# PROBLEM TO WORK ON
Will you restate verbatim the lines running from the line with "In this photo, point at the bell tower dome, one" to the end of the data, leaving out everything else?

━━━━━━━━━━

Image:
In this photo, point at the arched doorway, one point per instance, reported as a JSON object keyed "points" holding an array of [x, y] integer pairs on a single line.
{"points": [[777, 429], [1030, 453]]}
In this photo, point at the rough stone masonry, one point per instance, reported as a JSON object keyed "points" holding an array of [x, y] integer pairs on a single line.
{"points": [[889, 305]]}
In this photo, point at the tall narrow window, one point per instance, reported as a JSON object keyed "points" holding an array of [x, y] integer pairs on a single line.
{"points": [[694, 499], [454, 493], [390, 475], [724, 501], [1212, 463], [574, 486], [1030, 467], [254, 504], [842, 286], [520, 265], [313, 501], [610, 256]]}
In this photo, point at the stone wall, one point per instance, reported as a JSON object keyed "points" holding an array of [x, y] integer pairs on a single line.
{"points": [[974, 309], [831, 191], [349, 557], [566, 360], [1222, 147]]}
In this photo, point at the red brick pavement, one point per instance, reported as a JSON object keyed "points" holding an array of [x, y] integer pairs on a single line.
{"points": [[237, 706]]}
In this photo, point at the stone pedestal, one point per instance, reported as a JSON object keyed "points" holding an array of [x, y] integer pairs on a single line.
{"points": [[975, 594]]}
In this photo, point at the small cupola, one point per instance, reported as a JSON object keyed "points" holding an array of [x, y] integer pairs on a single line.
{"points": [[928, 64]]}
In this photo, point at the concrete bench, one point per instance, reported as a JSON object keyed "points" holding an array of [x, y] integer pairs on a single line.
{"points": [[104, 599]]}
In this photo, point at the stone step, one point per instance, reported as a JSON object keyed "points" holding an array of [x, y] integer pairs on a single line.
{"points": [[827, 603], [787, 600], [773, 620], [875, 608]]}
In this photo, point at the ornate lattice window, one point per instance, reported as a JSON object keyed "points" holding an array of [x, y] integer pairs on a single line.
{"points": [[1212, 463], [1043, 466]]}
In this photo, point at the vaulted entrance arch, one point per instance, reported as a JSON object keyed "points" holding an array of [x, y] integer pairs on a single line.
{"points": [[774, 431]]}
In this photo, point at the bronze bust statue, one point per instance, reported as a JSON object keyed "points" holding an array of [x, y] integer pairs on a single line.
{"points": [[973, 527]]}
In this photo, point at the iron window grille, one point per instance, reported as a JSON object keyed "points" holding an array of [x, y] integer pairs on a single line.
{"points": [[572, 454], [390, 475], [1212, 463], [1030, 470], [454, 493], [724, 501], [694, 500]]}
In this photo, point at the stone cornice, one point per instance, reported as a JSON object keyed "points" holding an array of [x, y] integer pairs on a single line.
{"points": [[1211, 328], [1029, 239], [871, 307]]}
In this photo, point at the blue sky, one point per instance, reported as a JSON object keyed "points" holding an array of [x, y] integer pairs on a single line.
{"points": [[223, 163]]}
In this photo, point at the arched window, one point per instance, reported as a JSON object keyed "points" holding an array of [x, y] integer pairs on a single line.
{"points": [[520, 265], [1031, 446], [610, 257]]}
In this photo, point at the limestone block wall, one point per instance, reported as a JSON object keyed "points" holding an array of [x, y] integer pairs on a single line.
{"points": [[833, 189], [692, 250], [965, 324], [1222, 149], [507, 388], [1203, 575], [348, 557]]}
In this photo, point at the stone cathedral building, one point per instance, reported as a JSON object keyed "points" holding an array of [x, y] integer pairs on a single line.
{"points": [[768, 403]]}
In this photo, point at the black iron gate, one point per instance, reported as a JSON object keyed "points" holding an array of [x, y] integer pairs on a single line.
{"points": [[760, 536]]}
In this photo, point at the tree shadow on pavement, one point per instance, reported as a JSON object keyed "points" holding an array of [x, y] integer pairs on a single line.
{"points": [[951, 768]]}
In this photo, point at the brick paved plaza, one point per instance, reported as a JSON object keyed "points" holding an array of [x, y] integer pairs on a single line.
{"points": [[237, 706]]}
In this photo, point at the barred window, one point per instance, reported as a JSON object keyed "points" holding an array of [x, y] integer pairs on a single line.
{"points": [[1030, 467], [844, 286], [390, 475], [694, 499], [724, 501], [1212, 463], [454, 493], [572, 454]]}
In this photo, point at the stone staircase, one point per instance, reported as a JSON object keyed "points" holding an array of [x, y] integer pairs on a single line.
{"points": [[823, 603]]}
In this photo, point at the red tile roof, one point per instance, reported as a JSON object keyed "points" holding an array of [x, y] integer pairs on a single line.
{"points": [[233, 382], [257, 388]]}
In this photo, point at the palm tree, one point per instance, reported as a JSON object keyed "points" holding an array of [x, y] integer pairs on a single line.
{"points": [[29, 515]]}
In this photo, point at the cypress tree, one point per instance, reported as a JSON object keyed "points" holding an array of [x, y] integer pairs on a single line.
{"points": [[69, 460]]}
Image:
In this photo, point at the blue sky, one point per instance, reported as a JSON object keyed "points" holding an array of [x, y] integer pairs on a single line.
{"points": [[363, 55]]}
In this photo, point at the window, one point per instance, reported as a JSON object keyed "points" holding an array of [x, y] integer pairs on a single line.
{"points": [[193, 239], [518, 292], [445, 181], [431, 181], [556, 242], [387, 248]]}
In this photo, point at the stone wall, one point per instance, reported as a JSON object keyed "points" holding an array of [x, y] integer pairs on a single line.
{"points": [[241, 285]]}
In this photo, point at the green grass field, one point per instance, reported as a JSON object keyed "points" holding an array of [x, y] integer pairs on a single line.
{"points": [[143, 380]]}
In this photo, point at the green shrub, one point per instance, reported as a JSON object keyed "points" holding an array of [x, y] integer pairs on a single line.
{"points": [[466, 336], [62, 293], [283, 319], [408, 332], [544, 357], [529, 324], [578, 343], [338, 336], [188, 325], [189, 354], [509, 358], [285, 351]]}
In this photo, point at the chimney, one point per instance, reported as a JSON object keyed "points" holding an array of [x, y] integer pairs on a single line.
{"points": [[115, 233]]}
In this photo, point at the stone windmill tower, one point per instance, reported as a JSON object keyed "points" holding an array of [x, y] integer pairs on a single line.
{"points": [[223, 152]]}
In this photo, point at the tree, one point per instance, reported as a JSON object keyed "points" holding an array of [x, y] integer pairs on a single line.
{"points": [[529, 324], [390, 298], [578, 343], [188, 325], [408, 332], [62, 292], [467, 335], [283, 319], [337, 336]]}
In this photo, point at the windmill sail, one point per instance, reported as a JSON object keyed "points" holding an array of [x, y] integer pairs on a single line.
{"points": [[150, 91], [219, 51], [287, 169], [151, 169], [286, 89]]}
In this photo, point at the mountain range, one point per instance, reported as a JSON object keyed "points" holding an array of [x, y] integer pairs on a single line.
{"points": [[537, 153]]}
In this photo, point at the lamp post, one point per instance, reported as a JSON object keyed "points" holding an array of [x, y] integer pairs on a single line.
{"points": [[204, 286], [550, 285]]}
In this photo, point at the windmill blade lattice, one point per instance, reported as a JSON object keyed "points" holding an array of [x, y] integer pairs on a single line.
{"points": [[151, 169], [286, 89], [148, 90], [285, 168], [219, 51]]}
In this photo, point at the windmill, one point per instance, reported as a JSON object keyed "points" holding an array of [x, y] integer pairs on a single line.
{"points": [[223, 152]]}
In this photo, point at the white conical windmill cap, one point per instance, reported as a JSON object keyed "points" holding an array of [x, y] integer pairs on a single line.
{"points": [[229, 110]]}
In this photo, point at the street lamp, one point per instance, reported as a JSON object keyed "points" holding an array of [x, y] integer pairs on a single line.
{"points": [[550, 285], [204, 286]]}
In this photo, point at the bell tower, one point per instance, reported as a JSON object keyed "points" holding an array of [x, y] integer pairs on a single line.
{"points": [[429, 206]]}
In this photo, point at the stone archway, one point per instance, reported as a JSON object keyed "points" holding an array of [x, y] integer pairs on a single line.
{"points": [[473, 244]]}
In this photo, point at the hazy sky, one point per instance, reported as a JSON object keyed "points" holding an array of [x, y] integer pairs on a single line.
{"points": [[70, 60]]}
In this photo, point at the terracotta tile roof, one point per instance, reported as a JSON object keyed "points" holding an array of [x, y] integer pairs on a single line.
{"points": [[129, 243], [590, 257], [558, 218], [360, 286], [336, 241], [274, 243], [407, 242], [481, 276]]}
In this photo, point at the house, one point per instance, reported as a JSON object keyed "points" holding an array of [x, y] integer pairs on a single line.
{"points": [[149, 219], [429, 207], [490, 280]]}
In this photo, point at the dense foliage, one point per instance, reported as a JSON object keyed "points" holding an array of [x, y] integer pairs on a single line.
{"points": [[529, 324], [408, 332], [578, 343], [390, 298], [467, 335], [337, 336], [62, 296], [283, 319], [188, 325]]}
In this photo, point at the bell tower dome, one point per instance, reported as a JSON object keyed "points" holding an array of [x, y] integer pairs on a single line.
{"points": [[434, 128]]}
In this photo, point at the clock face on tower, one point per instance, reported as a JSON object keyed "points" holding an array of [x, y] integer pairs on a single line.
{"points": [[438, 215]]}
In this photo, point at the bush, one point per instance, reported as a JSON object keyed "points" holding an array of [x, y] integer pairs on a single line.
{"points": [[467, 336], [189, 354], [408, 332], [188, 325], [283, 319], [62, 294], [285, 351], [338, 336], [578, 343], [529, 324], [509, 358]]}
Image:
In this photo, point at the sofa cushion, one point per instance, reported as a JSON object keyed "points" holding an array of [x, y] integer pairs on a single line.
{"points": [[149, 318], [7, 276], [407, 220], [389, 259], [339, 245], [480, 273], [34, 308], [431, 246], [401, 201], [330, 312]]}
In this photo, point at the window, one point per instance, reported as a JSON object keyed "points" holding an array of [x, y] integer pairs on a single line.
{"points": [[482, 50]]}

━━━━━━━━━━

# TASK SOLUTION
In this photo, point at the bell tower dome, one point per instance, reported as a JSON object keyed "points" holding an array of [x, y] integer pairs on a single line.
{"points": [[434, 128]]}
In this photo, point at the clock face on tower, one point per instance, reported as a JSON object keyed "points" holding an array of [x, y] integer pairs on a single line.
{"points": [[438, 215]]}
In this photo, point at the bush, one point per instance, reported as a JSON object keyed "points" holding an array of [x, y] integer pairs on a single line.
{"points": [[467, 336], [189, 354], [408, 332], [188, 325], [283, 319], [62, 294], [285, 351], [338, 336], [578, 343], [529, 324], [509, 358]]}
Image:
In this photo, point at the sofa cushion, one point per instance, reported as a JSON object keyed "points" holding an array of [x, y] integer pairs on a single line.
{"points": [[149, 318], [7, 276], [407, 220], [389, 259], [339, 245], [480, 273], [34, 308], [431, 246], [401, 201], [330, 312]]}
In this photo, point at the window, one point per instance, reported as a JSON object keyed "points" holding an array of [x, y] integer pairs on a single line.
{"points": [[482, 50]]}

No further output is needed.